Finally, there is a degree of anti-Americanism that simply goes with the role of being the world’s only superpower. And indeed this is one of Revel’s most keenly observed points.

In Thucydides’s Peloponnesian War, the Athenians with brazenness or honesty — depending on one’s point of view — admit that it is natural for the governing elites of the lesser cities to resent their imperial power. But the Athenians also believe that those same elites should be grateful that the Athenians’ imperialism is gentle and brings benefits for all. When gratitude is not forthcoming, the Athenians are piqued, despite the law of human nature about resentment of power that they themselves acknowledge, and such pique leads to misjudgments of strategy and interest.

Americans, even (and much) more than the ancient Athenians, want to be popular. But popularity may not always be easy to square with the role that the U.S. is now fated to play in the world. Americans should accept a certain degree of unpopularity as at times inevitable. This means, above all, not trying to be popular at the cost of failing to do what is right (the typical argument of the kind of American left-liberals who think we should panic about irritating the French over Iraq).

At the same time, Americans should be dispassionate and clear-headed enough not to resent others who fail to welcome the U.S. with open arms, even if those others themselves stand to gain from America’s global role. We should remember that the French and the Germans and most other peoples with a strong self-concept aren’t mostly interested in being popular — respected, feared, admired, deferred to, envied, yes, but popular, hardly.

Material supplied:
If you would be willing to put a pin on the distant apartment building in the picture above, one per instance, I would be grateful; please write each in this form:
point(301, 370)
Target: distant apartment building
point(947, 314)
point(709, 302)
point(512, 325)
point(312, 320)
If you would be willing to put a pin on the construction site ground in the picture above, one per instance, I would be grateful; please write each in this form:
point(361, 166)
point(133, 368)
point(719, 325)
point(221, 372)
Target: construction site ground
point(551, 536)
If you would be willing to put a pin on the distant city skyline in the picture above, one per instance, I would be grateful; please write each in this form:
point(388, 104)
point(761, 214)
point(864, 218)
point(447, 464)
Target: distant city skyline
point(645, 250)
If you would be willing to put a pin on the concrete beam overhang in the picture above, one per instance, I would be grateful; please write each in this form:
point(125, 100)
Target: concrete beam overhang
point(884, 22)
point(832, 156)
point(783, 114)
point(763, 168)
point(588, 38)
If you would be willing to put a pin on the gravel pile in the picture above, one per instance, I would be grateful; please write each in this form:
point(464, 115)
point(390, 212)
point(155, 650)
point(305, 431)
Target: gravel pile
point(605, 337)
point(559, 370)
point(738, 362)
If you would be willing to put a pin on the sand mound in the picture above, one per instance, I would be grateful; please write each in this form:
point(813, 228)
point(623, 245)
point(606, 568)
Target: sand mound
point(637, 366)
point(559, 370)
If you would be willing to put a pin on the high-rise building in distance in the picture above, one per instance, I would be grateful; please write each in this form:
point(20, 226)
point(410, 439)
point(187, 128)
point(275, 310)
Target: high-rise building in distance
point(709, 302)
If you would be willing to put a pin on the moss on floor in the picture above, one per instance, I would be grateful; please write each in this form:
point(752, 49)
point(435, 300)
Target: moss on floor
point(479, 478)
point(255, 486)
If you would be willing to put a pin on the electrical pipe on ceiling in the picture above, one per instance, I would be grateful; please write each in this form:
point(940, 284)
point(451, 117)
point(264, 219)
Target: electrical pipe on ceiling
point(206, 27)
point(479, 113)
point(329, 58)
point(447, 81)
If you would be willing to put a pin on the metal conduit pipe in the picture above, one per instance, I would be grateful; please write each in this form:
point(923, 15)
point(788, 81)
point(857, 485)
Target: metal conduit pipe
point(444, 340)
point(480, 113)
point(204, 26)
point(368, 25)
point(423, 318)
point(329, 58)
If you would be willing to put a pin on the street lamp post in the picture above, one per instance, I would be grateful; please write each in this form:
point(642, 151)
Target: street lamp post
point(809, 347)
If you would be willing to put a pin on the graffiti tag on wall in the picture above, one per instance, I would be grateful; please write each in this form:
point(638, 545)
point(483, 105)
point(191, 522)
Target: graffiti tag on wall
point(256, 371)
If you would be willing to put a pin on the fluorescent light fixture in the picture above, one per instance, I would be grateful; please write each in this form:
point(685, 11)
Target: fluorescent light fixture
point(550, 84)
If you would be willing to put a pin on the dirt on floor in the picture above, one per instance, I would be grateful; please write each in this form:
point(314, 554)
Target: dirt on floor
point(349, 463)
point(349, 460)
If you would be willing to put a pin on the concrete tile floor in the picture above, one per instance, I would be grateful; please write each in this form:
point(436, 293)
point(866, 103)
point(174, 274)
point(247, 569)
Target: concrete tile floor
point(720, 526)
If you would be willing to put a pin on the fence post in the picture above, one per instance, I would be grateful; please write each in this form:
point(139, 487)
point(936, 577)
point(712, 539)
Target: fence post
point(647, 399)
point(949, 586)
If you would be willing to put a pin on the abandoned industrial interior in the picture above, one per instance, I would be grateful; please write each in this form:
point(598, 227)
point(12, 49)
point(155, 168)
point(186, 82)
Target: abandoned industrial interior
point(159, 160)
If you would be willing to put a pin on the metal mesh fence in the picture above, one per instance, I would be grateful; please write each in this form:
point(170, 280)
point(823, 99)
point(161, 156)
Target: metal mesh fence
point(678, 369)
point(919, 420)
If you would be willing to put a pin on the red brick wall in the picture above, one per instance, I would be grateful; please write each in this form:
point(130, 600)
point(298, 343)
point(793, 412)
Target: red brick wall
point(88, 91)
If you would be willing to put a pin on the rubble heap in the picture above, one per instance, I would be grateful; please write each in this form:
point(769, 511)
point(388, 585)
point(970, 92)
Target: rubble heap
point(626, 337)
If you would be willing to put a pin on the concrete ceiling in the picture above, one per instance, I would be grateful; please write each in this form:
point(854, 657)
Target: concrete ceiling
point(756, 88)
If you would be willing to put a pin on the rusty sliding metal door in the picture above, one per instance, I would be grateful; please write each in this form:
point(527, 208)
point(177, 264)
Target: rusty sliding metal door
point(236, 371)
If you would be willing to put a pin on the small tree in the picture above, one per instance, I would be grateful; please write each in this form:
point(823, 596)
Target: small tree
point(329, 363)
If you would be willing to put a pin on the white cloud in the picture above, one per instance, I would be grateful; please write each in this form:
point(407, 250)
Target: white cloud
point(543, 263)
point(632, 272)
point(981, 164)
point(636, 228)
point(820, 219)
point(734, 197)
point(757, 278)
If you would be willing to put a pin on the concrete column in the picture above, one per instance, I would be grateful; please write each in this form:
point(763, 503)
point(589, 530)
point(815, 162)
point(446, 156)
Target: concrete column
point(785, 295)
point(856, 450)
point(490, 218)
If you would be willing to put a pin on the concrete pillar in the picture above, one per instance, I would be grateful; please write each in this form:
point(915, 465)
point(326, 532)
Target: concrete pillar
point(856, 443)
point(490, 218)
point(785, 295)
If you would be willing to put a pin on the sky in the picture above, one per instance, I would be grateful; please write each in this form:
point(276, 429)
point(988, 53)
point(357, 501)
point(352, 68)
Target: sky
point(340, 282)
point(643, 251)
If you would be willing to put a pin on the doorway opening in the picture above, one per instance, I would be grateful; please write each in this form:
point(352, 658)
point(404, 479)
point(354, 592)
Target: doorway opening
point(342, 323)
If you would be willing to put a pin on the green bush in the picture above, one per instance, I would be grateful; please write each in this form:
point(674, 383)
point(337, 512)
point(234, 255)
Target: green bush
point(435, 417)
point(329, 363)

What you have to do: Continue the passage on anti-Americanism and the U.S. role as the world's only superpower, starting right after its last sentence.

Output of the task:
Contrary to one fashionable narrative, America was not attacked on September 11 because it was unpopular, but rather because it was seen as vulnerable. Bin Laden hit the nail on the head in one of those taped monologues. If there is a strong horse and a weak horse, people will bet on the strong horse (or the horse that looks strong, one should add). That isn’t some verse from the Koran; it’s more or less a translation of Machiavelli’s dictum that it is better to be feared than loved; love can go hand in hand with contempt, and contempt can lead to one’s enemies being emboldened.

Perhaps the most important failure of Revel’s book is to explore the role of contempt, or the idea of America’s weakness, in anti-Americanism, especially that of Islamic extremists living in Europe. This is the notion that, for all its apparent economic and military might, America is a nation of decadent, hedonistic cowards who scare easily. Now, this is one anti-American prejudice that does have consequences, but ironically, Revel is ill-situated to rail against it. For it was Revel himself in How Democracies Perish (Doubleday, 1984) who warned that Western societies, including and especially the United States, might not have the backbone to stand up to anti-liberal, anti-Western extremism. I wonder whether he is aware of how he played into the one kind of anti-Americanism that we really have to worry about.

Robert Howse is professor of law at the University of Michigan and coeditor (with Kalypso Nicolaidis) of The Federal Vision: Legitimacy and Levels of Government in the United States and the European Union (Oxford University Press, 2001).